------ TEXT SEGMENT

In the days before we knew what we were dealing with and began to recognize the patterns we, I, handled this in ways completely opposite of what is productive. I would get defensive or lash out at her or try to argue things point for point. None of which worked, ever. In fact, every normal human reaction is usually 180 degrees the opposite of what will help a BPD Person get stabilized. Our families didn’t truly understand. Most of our friends didn’t get it. And you could feel the judgement pour down from people that just didn’t know.
At the very crux of Emma’s BPD were two fears; the fear of abandonment and the fear of rejection. Emma was constantly musing on when we’d leave her and she’d be all alone. After all, her mother had given her up, her friends weren’t returning her calls, no one was answering her texts, and yes, we’d leave her sooner or later. Maybe we would move to South Padre Island and not come back to visit. Or die, either way she knew she’d be on her own one day. Sadly, this was not an unusual topic of conversation.

------------
------ RECORDED INFORMATION

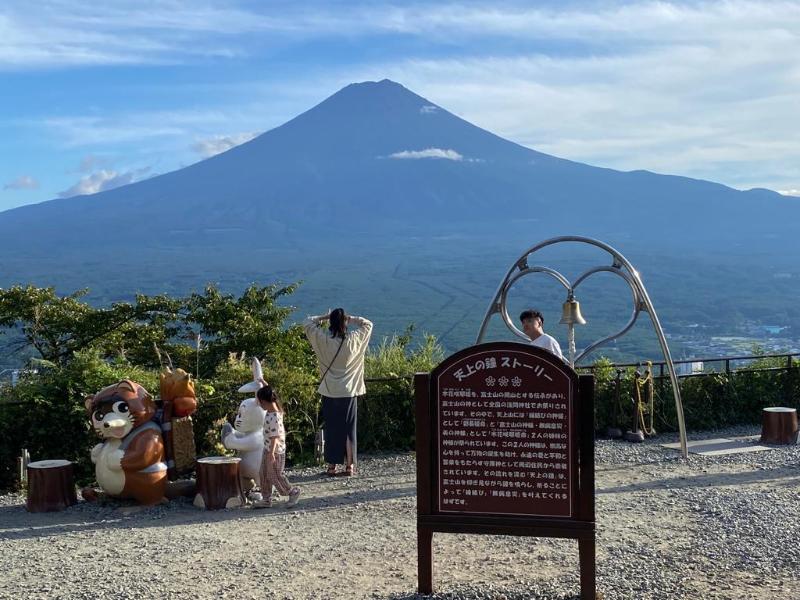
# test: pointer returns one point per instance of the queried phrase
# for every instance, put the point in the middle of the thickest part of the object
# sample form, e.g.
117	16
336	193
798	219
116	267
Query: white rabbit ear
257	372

------------

Proceed with the passage about Emma's BPD, picking up right after its final sentence. The entries were drawn from a separate source.

In fact, this became a weekly discussion those last six months between the two of us often overheard by Marie, as well. Most married couples, parents, can talk about their dreams with their children. Not us. We couldn’t discuss the future with Emma. She would always work it back to how she would be alone. Of course, the feelings of abandonment and rejection were reinforced daily when her friends, both real and social media based, and acquaintances would start blocking her and not answering her calls or texts after she had raged at them a time or two.
I ask you honestly, how can twenty-year-olds possibly be prepared for a BPD person fully in rage mode when they don’t know what Borderline Personality Disorder even is and are still trying to figure out who they are? It’s not their fault. It’s not my fault. Heck, it’s not even Emma’s fault. It just was.
The whole thing is set up for failure. Borderline patients are masters of manipulation and splitting (playing one person off the other). The truth and your words are always twisted and re-molded in ways you simply cannot fully understand unless you have lived through the experience. I would stand there sometimes and ask myself, “Did I really say or do that?”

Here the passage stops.